2 de noviembre de 2022

Luigi Zolli

Desembarco y combate de Pisagua

Un Peruano de corazón

I.
El 2 de noviembre (1879) á las 5 a. m. doblaba la punta sur de la caleta de Pisagua la escuadra chilena y tomaba posiciones para el bombardeo de la plaza y desembarco de sus tropas.

Las naves que se presentaban eran diez y nueve: Cochrane, O'Higgins, Covadonga, Matías Cousiño, Angamos, Abtao, Magallanes, Amazonas, Itata, Loa, La Mar, Tolten, Santa Lucia, Limari, Copiapó, Paquete de Maule, Toro, Elvira y Huanay, y traían á su bordo diez mil soldados á órdenes del ministro de la Guerra y del general Erasmo Escala...

II.
Nada menos que este exceso de precauciones tomó el general chileno para atacar con sus numerosas naves y gran ejército la pequeña caleta defendida por dos cañones de á 100 y poco más de 1,000 hombres repartidos de esta manera:

Guardia Nacional Peruano:                  7 jefes, 10 oficiales, 200 soldados
Batallón "Victoria" Boliviano:            5 jefes, 32 oficiales, 498 soldados
Batallón "Independencia" Boliviano    4 jefes, 28 oficiales, 397 soldados 

Total de guarnición 16 jefes, 70 oficiales, 1095 soldados.

Jefe de la plaza era el entonces comandante Isaac Recabarren, que, con el valor que siempre le ha distinguido y secundado por los militares aliados, se preparó á rechazar el ataque de los chilenos.

El general Buendía, jefe del ejército de Iquique, se encontraba casualmente en Pisagua y tomó la dirección de las operaciones, siendo acompañado por el general boliviano Pedro Villamil, que comandaba la 2.a división del ejército de su patria.

A las 6 y 5 a. m. el blindado Cochrane descargó sus baterías de á 300 contra la población, y el bombardeo quedó iniciado.

───

• [INSTRUCCIÓN ESCRITA]:
¿Quién era el jefe de la plaza de Pisagua, según el texto sobre el desembarco y combate de Pisagua?

───

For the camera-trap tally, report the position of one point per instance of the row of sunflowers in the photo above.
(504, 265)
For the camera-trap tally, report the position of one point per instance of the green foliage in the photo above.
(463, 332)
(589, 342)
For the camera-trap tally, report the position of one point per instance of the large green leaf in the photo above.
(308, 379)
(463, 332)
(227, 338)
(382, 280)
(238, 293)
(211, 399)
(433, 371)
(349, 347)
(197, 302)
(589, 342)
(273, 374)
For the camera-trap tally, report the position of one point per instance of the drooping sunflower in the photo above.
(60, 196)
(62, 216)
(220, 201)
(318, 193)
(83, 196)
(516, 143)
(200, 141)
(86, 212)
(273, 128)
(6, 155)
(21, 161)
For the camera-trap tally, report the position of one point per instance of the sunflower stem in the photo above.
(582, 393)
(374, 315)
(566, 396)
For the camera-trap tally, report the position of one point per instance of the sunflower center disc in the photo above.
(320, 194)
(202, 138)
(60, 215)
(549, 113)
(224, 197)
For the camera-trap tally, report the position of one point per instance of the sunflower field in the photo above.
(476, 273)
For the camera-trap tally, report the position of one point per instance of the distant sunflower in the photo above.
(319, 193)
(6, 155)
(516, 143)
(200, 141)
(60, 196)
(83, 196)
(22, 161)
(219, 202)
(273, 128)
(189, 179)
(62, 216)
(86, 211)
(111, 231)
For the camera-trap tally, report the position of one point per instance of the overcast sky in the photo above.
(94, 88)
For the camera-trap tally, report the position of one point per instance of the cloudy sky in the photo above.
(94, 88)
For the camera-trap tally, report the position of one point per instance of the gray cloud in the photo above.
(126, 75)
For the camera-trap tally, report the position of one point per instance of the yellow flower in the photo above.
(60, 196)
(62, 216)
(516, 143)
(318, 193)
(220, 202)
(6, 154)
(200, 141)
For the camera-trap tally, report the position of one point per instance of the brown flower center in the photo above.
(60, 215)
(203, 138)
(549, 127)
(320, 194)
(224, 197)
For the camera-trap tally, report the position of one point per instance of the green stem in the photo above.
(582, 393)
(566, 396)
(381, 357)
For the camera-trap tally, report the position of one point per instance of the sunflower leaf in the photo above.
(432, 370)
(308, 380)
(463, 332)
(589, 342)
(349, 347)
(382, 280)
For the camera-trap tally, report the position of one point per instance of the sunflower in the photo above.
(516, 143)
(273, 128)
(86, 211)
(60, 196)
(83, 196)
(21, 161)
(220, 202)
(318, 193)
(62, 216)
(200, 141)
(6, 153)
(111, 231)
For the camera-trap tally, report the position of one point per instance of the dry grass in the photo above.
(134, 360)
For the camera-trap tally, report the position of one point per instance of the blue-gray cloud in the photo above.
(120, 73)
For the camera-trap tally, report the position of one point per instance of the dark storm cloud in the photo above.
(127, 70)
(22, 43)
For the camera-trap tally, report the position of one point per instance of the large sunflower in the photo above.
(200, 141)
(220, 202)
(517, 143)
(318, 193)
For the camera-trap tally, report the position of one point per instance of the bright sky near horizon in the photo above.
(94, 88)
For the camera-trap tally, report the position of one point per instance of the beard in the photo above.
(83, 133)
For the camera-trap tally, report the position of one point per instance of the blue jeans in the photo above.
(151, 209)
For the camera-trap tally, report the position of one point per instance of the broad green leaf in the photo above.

───

• [SOLUCIÓN COMPLETA]:
El jefe de la plaza era el entonces comandante Isaac Recabarren.